* MATERIAL FOR THIS EXERCISE *
-- -- --
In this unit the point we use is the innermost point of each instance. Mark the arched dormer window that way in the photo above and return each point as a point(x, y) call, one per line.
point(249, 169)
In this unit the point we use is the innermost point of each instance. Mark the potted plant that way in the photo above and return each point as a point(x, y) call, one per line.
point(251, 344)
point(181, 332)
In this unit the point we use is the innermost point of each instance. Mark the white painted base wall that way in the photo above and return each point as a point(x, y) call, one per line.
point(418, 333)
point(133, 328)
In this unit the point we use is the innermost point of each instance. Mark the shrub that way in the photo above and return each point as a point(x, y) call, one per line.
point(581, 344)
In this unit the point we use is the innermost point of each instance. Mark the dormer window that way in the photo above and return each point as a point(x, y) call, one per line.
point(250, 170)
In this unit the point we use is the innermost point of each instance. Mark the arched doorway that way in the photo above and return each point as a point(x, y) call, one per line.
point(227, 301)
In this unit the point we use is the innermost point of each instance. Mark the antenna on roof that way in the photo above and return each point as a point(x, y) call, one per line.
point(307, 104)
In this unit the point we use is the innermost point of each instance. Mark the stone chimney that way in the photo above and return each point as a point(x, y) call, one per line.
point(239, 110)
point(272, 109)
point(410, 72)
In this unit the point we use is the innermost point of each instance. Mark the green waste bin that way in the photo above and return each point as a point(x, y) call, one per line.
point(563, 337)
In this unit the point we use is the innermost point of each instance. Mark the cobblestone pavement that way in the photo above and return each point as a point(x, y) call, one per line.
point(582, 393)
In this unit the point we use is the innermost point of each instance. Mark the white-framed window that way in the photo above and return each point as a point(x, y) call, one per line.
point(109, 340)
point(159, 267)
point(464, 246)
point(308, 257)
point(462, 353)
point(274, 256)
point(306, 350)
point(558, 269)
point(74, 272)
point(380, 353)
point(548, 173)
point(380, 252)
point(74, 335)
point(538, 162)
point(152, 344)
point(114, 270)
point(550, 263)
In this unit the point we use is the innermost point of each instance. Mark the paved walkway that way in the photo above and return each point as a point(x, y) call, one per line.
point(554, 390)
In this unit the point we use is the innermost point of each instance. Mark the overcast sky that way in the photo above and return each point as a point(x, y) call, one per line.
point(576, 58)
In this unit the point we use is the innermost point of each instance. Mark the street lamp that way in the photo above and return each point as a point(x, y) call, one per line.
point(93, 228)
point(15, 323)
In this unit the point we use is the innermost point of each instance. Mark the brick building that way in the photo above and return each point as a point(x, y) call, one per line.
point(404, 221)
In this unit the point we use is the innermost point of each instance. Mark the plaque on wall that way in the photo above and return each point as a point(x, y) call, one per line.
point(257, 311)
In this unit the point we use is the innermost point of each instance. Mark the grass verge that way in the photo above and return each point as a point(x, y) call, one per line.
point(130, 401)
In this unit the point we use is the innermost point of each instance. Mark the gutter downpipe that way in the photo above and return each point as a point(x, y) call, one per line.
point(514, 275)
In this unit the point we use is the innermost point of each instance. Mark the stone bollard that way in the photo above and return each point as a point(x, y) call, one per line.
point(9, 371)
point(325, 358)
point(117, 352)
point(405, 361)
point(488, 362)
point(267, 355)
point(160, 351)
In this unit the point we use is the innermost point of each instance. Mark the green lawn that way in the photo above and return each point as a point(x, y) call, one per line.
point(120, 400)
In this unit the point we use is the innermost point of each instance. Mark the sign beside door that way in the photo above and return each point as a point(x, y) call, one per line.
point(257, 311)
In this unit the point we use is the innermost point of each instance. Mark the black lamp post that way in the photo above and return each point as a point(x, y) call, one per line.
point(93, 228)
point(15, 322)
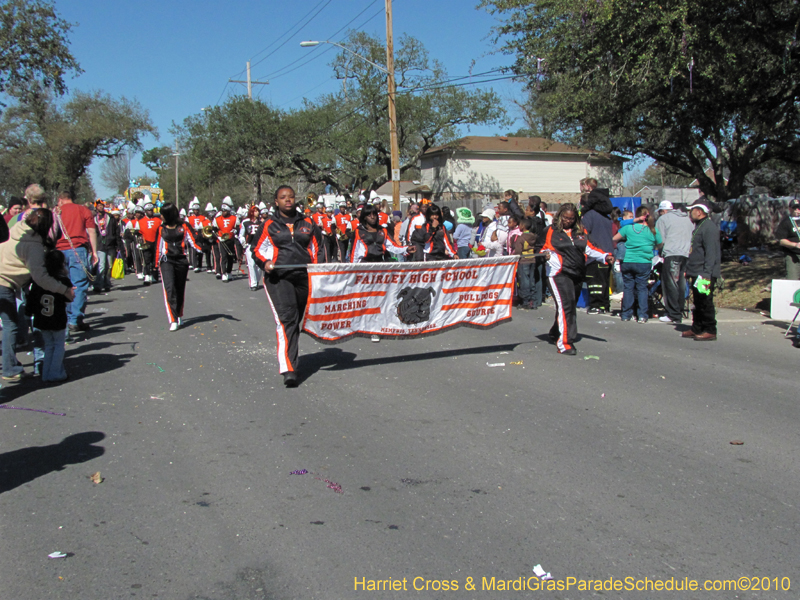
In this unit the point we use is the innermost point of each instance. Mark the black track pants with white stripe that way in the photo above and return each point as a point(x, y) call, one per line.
point(173, 280)
point(565, 289)
point(287, 294)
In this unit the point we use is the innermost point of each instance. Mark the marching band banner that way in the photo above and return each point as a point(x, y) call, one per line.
point(400, 300)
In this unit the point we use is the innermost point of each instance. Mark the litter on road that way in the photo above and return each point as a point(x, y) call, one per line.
point(49, 412)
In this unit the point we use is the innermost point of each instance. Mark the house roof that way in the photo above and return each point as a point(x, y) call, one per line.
point(514, 145)
point(406, 188)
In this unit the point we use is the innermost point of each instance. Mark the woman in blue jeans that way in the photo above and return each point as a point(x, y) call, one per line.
point(641, 239)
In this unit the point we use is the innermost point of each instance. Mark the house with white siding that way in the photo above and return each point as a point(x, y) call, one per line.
point(487, 166)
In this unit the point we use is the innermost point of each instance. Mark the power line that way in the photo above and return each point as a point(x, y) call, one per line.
point(279, 73)
point(289, 33)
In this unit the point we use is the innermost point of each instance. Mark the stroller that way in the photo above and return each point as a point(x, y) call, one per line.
point(655, 291)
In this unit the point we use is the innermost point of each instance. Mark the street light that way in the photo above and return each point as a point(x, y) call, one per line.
point(389, 70)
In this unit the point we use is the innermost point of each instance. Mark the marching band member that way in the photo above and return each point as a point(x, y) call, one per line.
point(246, 233)
point(213, 266)
point(566, 248)
point(174, 238)
point(147, 229)
point(438, 245)
point(287, 238)
point(342, 228)
point(371, 242)
point(132, 259)
point(225, 225)
point(196, 222)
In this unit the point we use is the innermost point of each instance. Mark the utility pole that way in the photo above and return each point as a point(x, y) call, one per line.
point(176, 154)
point(249, 83)
point(392, 109)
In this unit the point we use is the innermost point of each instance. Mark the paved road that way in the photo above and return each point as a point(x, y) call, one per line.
point(617, 467)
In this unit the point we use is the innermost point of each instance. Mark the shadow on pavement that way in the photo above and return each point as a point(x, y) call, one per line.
point(207, 318)
point(335, 359)
point(79, 367)
point(19, 467)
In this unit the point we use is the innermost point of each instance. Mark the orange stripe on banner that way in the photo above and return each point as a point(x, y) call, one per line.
point(324, 299)
point(478, 288)
point(490, 266)
point(477, 304)
point(347, 315)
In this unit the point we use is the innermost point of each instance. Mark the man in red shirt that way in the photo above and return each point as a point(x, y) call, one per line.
point(78, 242)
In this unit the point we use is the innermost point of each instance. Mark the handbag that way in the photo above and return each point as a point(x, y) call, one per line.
point(118, 269)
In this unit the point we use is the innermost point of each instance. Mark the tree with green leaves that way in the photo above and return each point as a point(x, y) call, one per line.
point(53, 143)
point(693, 85)
point(34, 49)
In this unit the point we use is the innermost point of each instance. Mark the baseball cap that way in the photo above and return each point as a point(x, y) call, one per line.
point(702, 204)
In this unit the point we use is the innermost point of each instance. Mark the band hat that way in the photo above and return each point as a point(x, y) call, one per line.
point(702, 204)
point(464, 215)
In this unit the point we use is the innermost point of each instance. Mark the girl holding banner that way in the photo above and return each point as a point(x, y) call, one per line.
point(283, 245)
point(371, 242)
point(566, 247)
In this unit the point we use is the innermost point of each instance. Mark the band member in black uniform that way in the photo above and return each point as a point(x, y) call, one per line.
point(175, 237)
point(438, 245)
point(371, 242)
point(287, 238)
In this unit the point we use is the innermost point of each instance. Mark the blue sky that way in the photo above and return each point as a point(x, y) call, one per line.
point(176, 57)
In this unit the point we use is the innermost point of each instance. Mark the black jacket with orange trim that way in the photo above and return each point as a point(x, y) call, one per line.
point(568, 252)
point(288, 241)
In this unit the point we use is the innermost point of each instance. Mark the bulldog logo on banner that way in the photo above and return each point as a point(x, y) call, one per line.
point(401, 300)
point(415, 305)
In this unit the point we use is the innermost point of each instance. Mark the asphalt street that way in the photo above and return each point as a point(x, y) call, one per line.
-- -- --
Convert every line of the records above into a numbered list, skipping any blank lines. Omit the pictures from your output.

* WORKED ANSWER *
1. In this unit the point we use is the innermost point of each instance. Mark the arched dormer window that way in the photo above and return each point as a point(x, y) call, one per line.
2. point(249, 169)
3. In this unit the point we use is the innermost point of each instance. Mark the potted plant that way in the photo above and return each point as a point(x, y) call, one per line.
4. point(251, 344)
5. point(181, 332)
6. In this unit the point we use is the innermost point of each instance. Mark the white painted base wall that way in the photo above and return each point as a point(x, y) call, one per line.
7. point(418, 333)
8. point(133, 328)
9. In this unit the point we use is the innermost point of each instance. Mark the shrub that way in the photo above and return each point as a point(x, y) call, one per line.
10. point(581, 344)
11. In this unit the point we use is the innermost point of each instance. Mark the dormer window that way in the photo above and return each point as a point(x, y) call, one per line.
12. point(250, 170)
13. In this unit the point we use is the innermost point of each instance. Mark the arched doorway that way in the photo above and return each point as a point(x, y) call, one per line.
14. point(227, 301)
15. In this unit the point we use is the innermost point of each instance. Mark the antenna on roof that way in the photo above and return each point as a point(x, y) call, one per line.
16. point(307, 104)
17. In this unit the point we use is the innermost point of each instance. Mark the stone chimney that way in the photo above and return each point as a point(x, y) call, one per line.
18. point(239, 110)
19. point(272, 109)
20. point(410, 72)
21. In this unit the point we use is the innermost point of each instance. Mark the green waste bin that way in the photo above and return each point as a point(x, y) call, one per line.
22. point(563, 337)
23. In this unit the point we use is the innermost point of each instance. Mark the cobblestone pavement that way in the photo above and return each point as a point(x, y) call, one per line.
24. point(582, 393)
25. In this unit the point we use is the innermost point of each instance. Mark the white-framed window that way in the photo above and return each point as a point(x, y) call, one per line.
26. point(109, 340)
27. point(159, 267)
28. point(464, 246)
29. point(308, 257)
30. point(462, 353)
31. point(274, 256)
32. point(306, 350)
33. point(558, 269)
34. point(74, 272)
35. point(380, 353)
36. point(548, 173)
37. point(380, 252)
38. point(74, 335)
39. point(538, 162)
40. point(152, 344)
41. point(114, 270)
42. point(550, 263)
43. In this unit the point we use is the innermost point of each instance. Mark the paved walkway that way in the photo above and return each point as a point(x, y) call, one per line.
44. point(554, 390)
45. In this unit the point we use is the innermost point of each instance. Mark the overcast sky that way in the photo above and return each point as a point(x, y) call, one per line.
46. point(576, 58)
47. In this unit the point we use is the innermost point of each instance. Mark the street lamp that way in the photo above and return each point as a point(x, y) call, one per line.
48. point(93, 228)
49. point(15, 323)
50. In this unit the point we use is the innermost point of each instance. Mark the brick building that way in the photo above and return each point as a point(x, y) call, one per line.
51. point(404, 221)
52. In this unit the point we use is the innermost point of each instance. Mark the plaque on wall that way in the photo above and return each point as a point(x, y) call, one per line.
53. point(257, 311)
54. In this unit the point we use is the innermost point of each instance. Mark the grass verge that way in the photo above and return each point as a point(x, y) call, one per line.
55. point(130, 401)
56. In this unit the point we use is the innermost point of each instance. Mark the gutter downpipe that way in the photo above and return each point as a point(x, y) call, one per line.
57. point(514, 275)
58. In this unit the point we use is the innermost point of each instance. Mark the stone bollard that way in the photo above and return each point as a point(x, y) call, one per line.
59. point(9, 371)
60. point(325, 358)
61. point(117, 352)
62. point(405, 361)
63. point(488, 362)
64. point(267, 355)
65. point(160, 351)
66. In this unit the point we use is the innermost point of each instance. Mark the green lawn that way in the photo above and return each point as a point(x, y) call, one per line.
67. point(120, 400)
68. In this unit the point we use is the innermost point of each instance. Mark the sign beside door that way in the photo above and return each point as a point(x, y) call, one per line.
69. point(257, 311)
70. In this unit the point we use is the innermost point of each instance. Mark the black lamp post that way in the photo above and return each point as a point(x, y) call, one per line.
71. point(93, 228)
72. point(15, 322)
73. In this unit the point we use is the innermost point of each instance. Mark the black track pants with white stripe that way in the photo above and return each point as a point(x, y) call, one per line.
74. point(173, 280)
75. point(565, 289)
76. point(287, 294)
77. In this unit the point we use is the innermost point of each instance. Mark the marching band banner that way in the photo above and return each point as a point(x, y) call, one per line.
78. point(400, 300)
79. In this unit the point we use is the innermost point of each instance. Mark the litter on road that way in the photo above and return each point as a point(x, y) call, one per line.
80. point(49, 412)
81. In this unit the point we use is the innermost point of each instance. Mark the house roof that way in the photo above and return each point as a point(x, y) call, one per line.
82. point(514, 145)
83. point(406, 188)
84. In this unit the point we use is the innermost point of each instance. Mark the woman in blue jeans that way in the photo above and return each point as a point(x, y) call, one per line.
85. point(641, 239)
86. In this unit the point we use is the innermost point of each instance. Mark the house with white siding that way in the photo above and return each point as a point(x, y) call, one per line.
87. point(487, 166)
88. In this unit the point we use is the innermost point of each instance. Mark the power line that way in the photo above and return each point as a point(x, y) call, one per line.
89. point(279, 73)
90. point(289, 33)
91. In this unit the point we use is the innermost point of each instance. Mark the stroller that way in the photo above and return each point as a point(x, y) call, one per line.
92. point(655, 291)
93. In this unit the point we use is the innermost point of each instance. Mark the street light that way in the photo above and return each point as a point(x, y) call, one per line.
94. point(389, 70)
95. In this unit the point we use is the innermost point of each instance. Mark the marching band member that way in the photo above and return each point as a point(x, y) call, one per line.
96. point(246, 233)
97. point(213, 266)
98. point(566, 248)
99. point(174, 238)
100. point(147, 229)
101. point(438, 245)
102. point(287, 238)
103. point(342, 228)
104. point(371, 242)
105. point(132, 259)
106. point(225, 225)
107. point(196, 222)
108. In this unit the point we use is the innermost point of each instance. Mark the utility pole that way in the photo above and return each point as a point(x, y) call, one per line.
109. point(176, 154)
110. point(249, 83)
111. point(392, 109)
112. In this unit the point we use is the innermost point of each instance. Mark the paved road that way in the photo above and return each point as a point(x, y) call, one per line.
113. point(617, 467)
114. In this unit the point we use is the innermost point of each instance. Mark the shadow on pavement that way in the photo above and return each point as a point(x, y) call, one per line.
115. point(207, 318)
116. point(335, 359)
117. point(79, 367)
118. point(19, 467)
119. In this unit the point we use is the innermost point of each instance. Mark the orange stripe on banner that way in the photo above and return each point as a point(x, y) call, one per line.
120. point(324, 299)
121. point(478, 288)
122. point(490, 266)
123. point(477, 304)
124. point(347, 315)
125. In this unit the point we use is the innermost point of each instance. Mark the man in red shirt that way in the photo above and return each point as a point(x, y) call, one per line.
126. point(78, 242)
127. In this unit the point we use is the innermost point of each instance. Mark the handbag that way in the photo above and return each point as a point(x, y) call, one per line.
128. point(118, 269)
129. In this unit the point we use is the innermost point of each instance. Mark the tree with green leaves that way in the photo above and return each point as a point(x, y) call, one per line.
130. point(53, 143)
131. point(693, 85)
132. point(34, 49)
133. In this unit the point we use is the innermost point of each instance. Mark the baseball cap that way in the photo above and return each point as a point(x, y) call, one per line.
134. point(702, 204)
135. In this unit the point we use is the innermost point of each instance. Mark the band hat that way in the photo above and return each point as a point(x, y) call, one per line.
136. point(702, 204)
137. point(464, 215)
138. In this unit the point we use is the innermost point of each instance. Mark the girl holding banner that way in the photo above and return each point as a point(x, y) call, one per line.
139. point(283, 245)
140. point(371, 242)
141. point(566, 247)
142. In this unit the point we use is the innermost point of each instance. Mark the band member in black uniform that way in the photo above and return each point as a point(x, y) call, one per line.
143. point(175, 237)
144. point(438, 245)
145. point(371, 242)
146. point(287, 238)
147. In this unit the point we use is the innermost point of each instance. Mark the blue sky that way in the photo above and return each point as a point(x, y) call, one per line.
148. point(176, 57)
149. In this unit the point we use is the innermost point of each instance. Mark the black jacket with orange trim that way in the photo above and return each point as a point(x, y) call, one per line.
150. point(568, 252)
151. point(288, 241)
152. In this unit the point we use is the innermost point of each instance. Mark the bulldog logo on banner that way in the photo above and return each point as a point(x, y) call, one per line.
153. point(401, 300)
154. point(415, 305)
155. In this unit the point we use is the innermost point of each instance. Mark the asphalt street that way in the photo above and return each point as a point(x, y) call, one per line.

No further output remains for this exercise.